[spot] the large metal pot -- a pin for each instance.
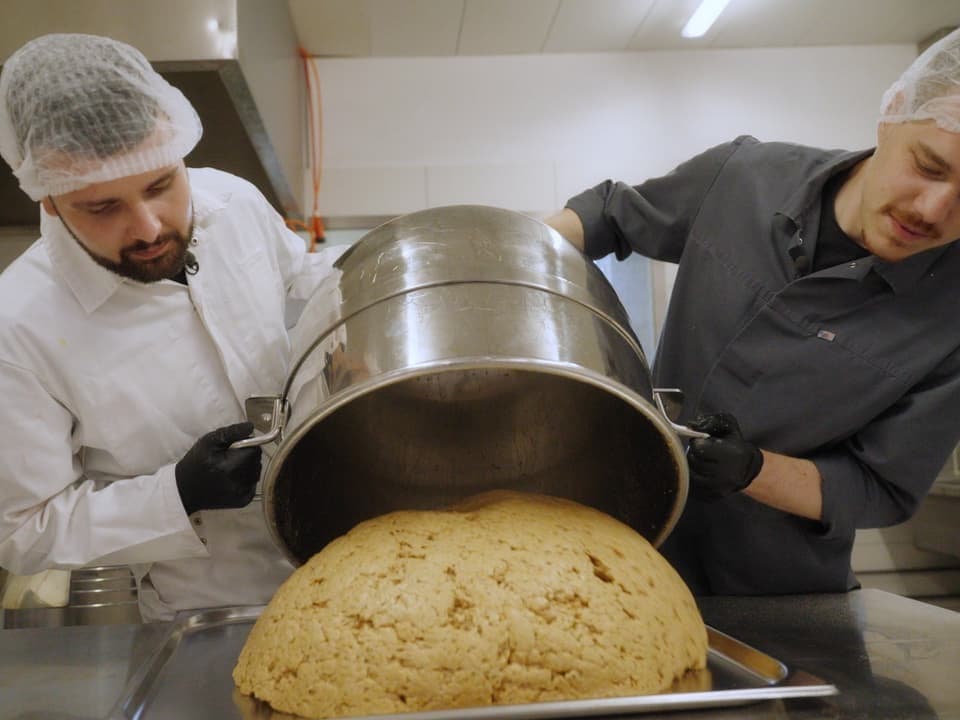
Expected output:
(469, 348)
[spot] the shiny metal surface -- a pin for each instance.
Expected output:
(890, 657)
(98, 596)
(205, 640)
(473, 348)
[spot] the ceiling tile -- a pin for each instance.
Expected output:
(415, 27)
(503, 27)
(331, 28)
(596, 25)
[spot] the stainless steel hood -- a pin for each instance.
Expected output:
(236, 60)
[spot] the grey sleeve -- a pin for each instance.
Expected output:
(879, 476)
(654, 218)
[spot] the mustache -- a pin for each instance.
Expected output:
(914, 222)
(139, 245)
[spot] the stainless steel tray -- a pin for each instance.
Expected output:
(189, 677)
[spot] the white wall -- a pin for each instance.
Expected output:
(528, 131)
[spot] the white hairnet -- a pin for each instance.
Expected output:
(81, 109)
(929, 89)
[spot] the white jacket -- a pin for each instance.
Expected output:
(106, 383)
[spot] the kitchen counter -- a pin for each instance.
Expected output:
(890, 657)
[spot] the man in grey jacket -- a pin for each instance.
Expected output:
(812, 328)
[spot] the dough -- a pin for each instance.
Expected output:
(506, 598)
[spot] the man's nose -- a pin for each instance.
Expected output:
(144, 222)
(937, 202)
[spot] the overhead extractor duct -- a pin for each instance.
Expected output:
(236, 60)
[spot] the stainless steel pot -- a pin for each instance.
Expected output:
(461, 349)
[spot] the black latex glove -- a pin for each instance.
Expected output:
(211, 476)
(724, 463)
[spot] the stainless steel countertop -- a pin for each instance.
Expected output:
(890, 657)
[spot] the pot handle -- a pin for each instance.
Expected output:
(675, 395)
(268, 413)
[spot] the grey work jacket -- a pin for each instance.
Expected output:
(854, 367)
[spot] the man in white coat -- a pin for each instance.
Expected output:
(154, 303)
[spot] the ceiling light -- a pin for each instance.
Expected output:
(703, 17)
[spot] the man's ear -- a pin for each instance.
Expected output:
(49, 207)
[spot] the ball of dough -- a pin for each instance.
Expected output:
(506, 598)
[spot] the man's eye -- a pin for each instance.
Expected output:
(927, 170)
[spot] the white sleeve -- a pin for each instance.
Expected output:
(52, 516)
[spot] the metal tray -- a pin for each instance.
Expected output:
(189, 676)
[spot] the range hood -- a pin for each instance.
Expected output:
(237, 61)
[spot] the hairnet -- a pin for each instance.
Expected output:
(929, 89)
(81, 109)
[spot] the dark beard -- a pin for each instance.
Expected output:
(164, 267)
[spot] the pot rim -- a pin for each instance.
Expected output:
(288, 441)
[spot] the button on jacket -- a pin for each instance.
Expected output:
(107, 382)
(855, 367)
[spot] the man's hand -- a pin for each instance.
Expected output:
(211, 476)
(724, 463)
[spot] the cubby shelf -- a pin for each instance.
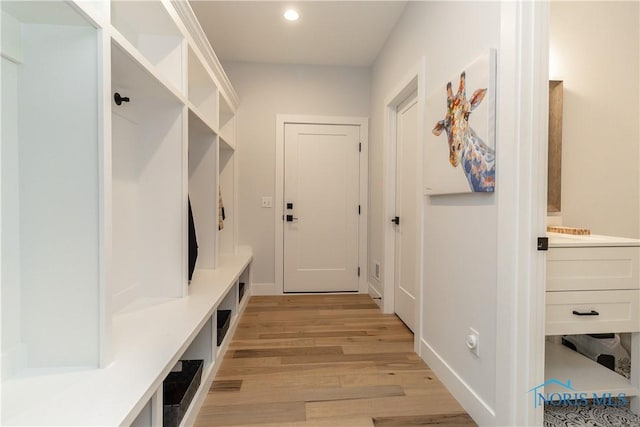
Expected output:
(148, 343)
(97, 307)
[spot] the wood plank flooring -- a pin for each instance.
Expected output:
(325, 360)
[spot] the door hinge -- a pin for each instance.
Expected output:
(543, 243)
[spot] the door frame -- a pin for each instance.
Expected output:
(413, 82)
(363, 123)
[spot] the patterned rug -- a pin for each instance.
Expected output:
(591, 416)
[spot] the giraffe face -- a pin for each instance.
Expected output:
(456, 121)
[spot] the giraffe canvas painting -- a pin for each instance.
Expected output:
(460, 144)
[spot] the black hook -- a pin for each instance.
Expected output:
(120, 99)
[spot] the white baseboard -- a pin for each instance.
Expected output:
(477, 408)
(263, 289)
(376, 295)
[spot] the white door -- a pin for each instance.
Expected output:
(321, 194)
(407, 229)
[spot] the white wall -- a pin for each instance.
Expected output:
(460, 262)
(266, 90)
(595, 50)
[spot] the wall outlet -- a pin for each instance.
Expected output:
(473, 342)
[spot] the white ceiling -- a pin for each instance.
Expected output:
(349, 33)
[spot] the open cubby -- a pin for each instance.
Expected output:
(203, 191)
(148, 26)
(51, 189)
(243, 284)
(226, 236)
(201, 348)
(179, 388)
(223, 320)
(227, 123)
(149, 206)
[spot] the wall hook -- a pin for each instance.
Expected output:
(120, 99)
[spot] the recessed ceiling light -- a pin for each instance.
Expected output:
(291, 15)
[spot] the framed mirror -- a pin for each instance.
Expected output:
(554, 172)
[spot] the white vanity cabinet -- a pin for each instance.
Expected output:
(115, 113)
(592, 286)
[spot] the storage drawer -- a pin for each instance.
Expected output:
(617, 311)
(592, 268)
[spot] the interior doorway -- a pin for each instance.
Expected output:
(405, 220)
(404, 124)
(321, 197)
(321, 204)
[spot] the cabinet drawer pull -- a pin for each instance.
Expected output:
(591, 313)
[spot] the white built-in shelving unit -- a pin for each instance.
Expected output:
(97, 307)
(592, 287)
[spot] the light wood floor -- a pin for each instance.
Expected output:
(328, 360)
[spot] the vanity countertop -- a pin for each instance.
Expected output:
(558, 240)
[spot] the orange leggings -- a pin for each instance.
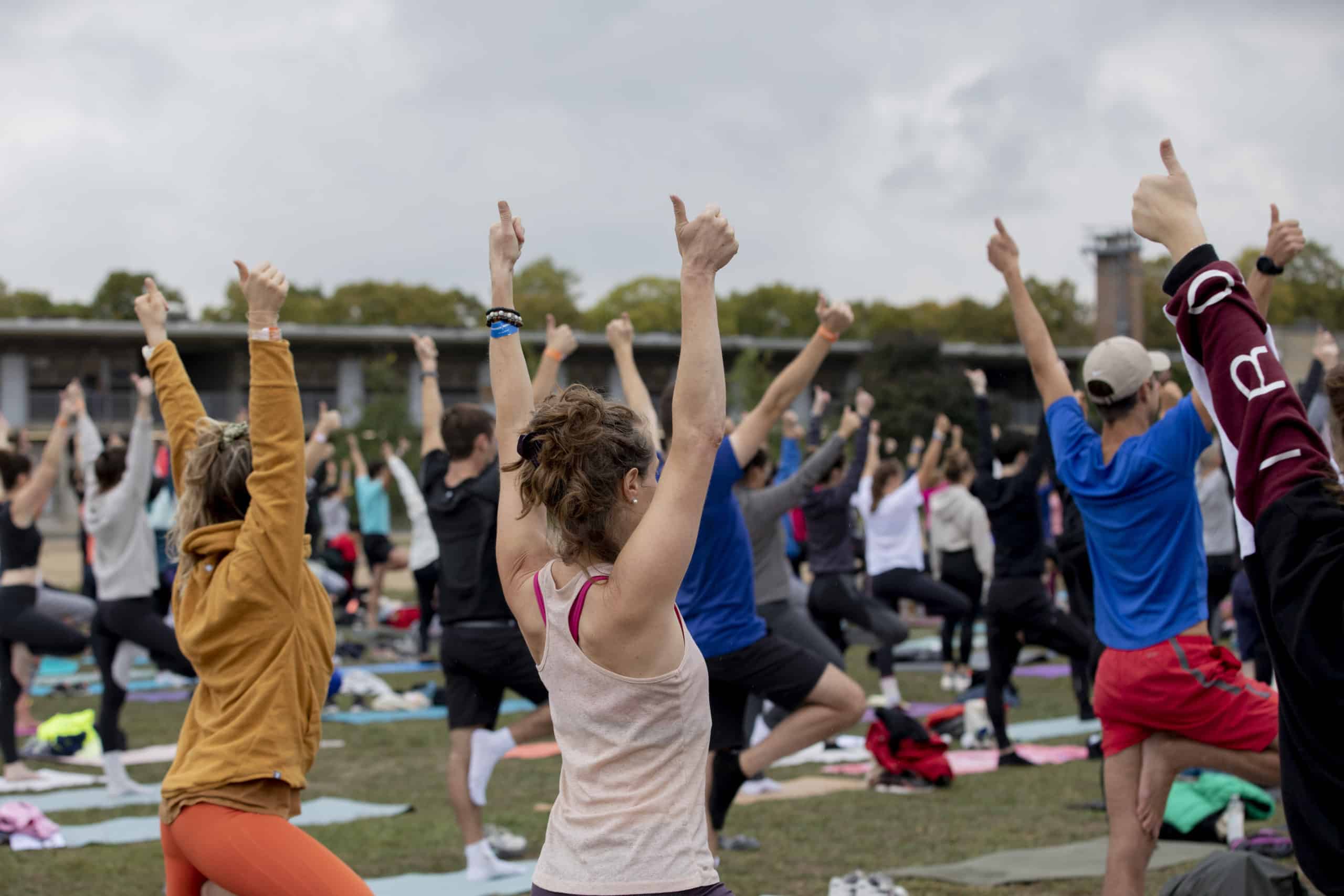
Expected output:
(250, 855)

======

→ WORK TO BE COMPLETED
Except for the pictures, copy the material above exactly.

→ THE ANSWER
[spot] the large metal pot -- a pin for each instance.
Expected output:
(469, 348)
[spot] the shiny metal surface -- a pin for each instance.
Expected output:
(890, 657)
(98, 596)
(205, 640)
(473, 348)
[spot] the ceiling tile -- a pin for each instance.
Expected output:
(415, 27)
(503, 27)
(331, 28)
(596, 25)
[spot] the stainless steel hood -- a pin for each instance.
Expected output:
(236, 60)
[spot] the grey sleeve -- a pin for each instance.
Expected output:
(879, 476)
(654, 218)
[spot] the mustache -- a pin for each instance.
Expected output:
(914, 222)
(139, 245)
[spot] the stainless steel tray -- a pin for each instance.
Expected output:
(189, 677)
[spot] the white wall -- a pin for each instance.
Expected output:
(528, 131)
[spot] the white hairnet -- a pin for each instance.
Expected output:
(81, 109)
(929, 89)
[spot] the white jacket -- a pin for each instance.
Expected output:
(106, 383)
[spot] the kitchen counter -- a pin for each instance.
Expected output:
(890, 657)
[spot] the man in grey jacket -- a pin for each instance.
Expected output:
(812, 328)
[spot] the dough -- a pin for each instance.
Expected output:
(506, 598)
[spot] the man's nose -- a pin for each instance.
Expected output:
(144, 222)
(937, 202)
[spot] the overhead extractor duct -- a pin for each instance.
Expected output:
(236, 60)
[spot] the stainless steel pot -- a pin for each instance.
Expected output:
(461, 349)
[spot] the black latex glove -- a pin for each instance.
Expected output:
(211, 476)
(724, 463)
[spot] the stainless steel countertop -- a pin for each instance.
Expected output:
(890, 657)
[spot] the pot handle -- a pin for each instance.
Expected output:
(675, 395)
(268, 413)
[spot] the grey work jacket -- a pin for each instance.
Expected output:
(854, 367)
[spot] the man in white coat -- a pin for each instance.
Expected output:
(154, 303)
[spot] the ceiling light -- a pin for each instance.
Expected output:
(703, 17)
[spot] the man's ear -- a pin for each instance.
Expected output:
(49, 207)
[spot] the ball of dough -- a pin for each instance.
Expected output:
(506, 598)
[spot] the man's eye -- a pin for each instance.
Expected output:
(927, 170)
[spot] the white sleeve -- a pin for each instance.
Expected output:
(52, 516)
[spot] the metal tray -- a pin for each instance.
Expected output:
(189, 676)
[spot] the range hood -- a pin for each instance.
Expected output:
(237, 61)
[spot] the hairnet -- a pin for each instance.
Expected output:
(929, 89)
(81, 109)
[spot] the dark beard -- a pin for each instance.
Expected output:
(164, 267)
[spot] the pot rim -- a pin for each instance.
Expected output:
(288, 441)
[spot] the button on jacket -- a pin for each instance.
Expected output:
(107, 382)
(855, 367)
[spot] the man's hand -- a pin for each instance.
Expected output:
(211, 476)
(724, 463)
[spot] the cubby shelf -- a pin for each instance.
Expected output:
(148, 343)
(97, 307)
[spot] the wood plank flooring -- a pin for each instance.
Expected output:
(325, 360)
[spot] the door hinge -- a pin for each instance.
Expected output:
(543, 243)
[spot] the door frame -- a pin for each instance.
Expected output:
(413, 82)
(363, 123)
[spot] the patterned rug -- a pin for each instance.
Expected output:
(591, 416)
[spot] the giraffe face -- a pin for each instance.
Expected output:
(456, 121)
[spot] the giraffe canvas painting -- a pin for each instance.
Expected output:
(460, 144)
[spot] the black hook -- a pin for each instance.
Expected output:
(120, 99)
[spot] the white baseboard -- a pin for each instance.
Expected output:
(477, 408)
(263, 289)
(376, 295)
[spot] the white door -- a pin for each instance.
Expected output:
(321, 194)
(407, 229)
[spot] the white wall -- a pin for each instance.
Expected output:
(460, 262)
(266, 90)
(595, 50)
[spot] the wall outlet -- a pin for each instance.
Expected output:
(473, 342)
[spot] the white ceiling -- a pin for each instance.
Expected output:
(349, 33)
[spot] the open cubby -- a pin for each instance.
Expected output:
(203, 191)
(148, 26)
(51, 189)
(243, 284)
(226, 236)
(201, 348)
(179, 388)
(223, 320)
(227, 123)
(149, 206)
[spot] the wall hook -- a pin for each instance.
Expected output:
(120, 99)
[spot] the recessed ceiling light -- a pin for each instance.
Expected output:
(291, 15)
[spot] the framed mirror -- a pin for each instance.
Expected output:
(554, 172)
[spot] the white vanity cabinet -- a pin for each instance.
Expected output:
(115, 113)
(592, 286)
[spot] the storage drawer -- a pin for each instance.
Expected output:
(617, 311)
(592, 268)
[spot] the interior doorway -- a pin for each instance.
Expected output:
(405, 220)
(404, 124)
(321, 197)
(321, 204)
[spot] the cabinet drawer pull -- a pin for each instance.
Expected output:
(591, 313)
[spot] the white built-in shelving unit -- a pin for each instance.
Expected output:
(97, 307)
(592, 287)
[spot] the light wood floor -- a pin for each instance.
Expected output:
(328, 360)
[spot] the vanity countertop -- a pin for each instance.
Expected output:
(558, 240)
[spot] the orange leggings -- a pin for each instance.
Expected output:
(250, 855)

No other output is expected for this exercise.